• [Written exercise]:
In the listing below, replace "background" with "exterior" and leave everything else unchanged. Rewrite only the lines from the start of the listing up to and including the line containing "136], [379, 131]]]".

• [Supplied entries]:
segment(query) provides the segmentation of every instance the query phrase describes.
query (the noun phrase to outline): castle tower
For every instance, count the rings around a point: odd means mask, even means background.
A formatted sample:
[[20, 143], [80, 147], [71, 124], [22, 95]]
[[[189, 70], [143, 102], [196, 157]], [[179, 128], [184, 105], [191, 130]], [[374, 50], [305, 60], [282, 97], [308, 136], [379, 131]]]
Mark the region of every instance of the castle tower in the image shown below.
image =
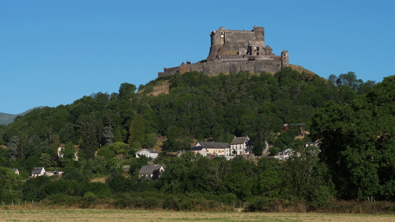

• [Solution to this problem]:
segment(query) provides the segmentation of every instance the query phrase describes.
query (the noun phrase to outline): castle tower
For every instance, count the rings around a point: odd means mask, even means exterior.
A formatted sample:
[[20, 143], [80, 147], [71, 124], [22, 95]]
[[[189, 70], [143, 102], [196, 157]], [[179, 128], [184, 105], [191, 130]], [[374, 50], [305, 60], [282, 97], [308, 136], [379, 131]]]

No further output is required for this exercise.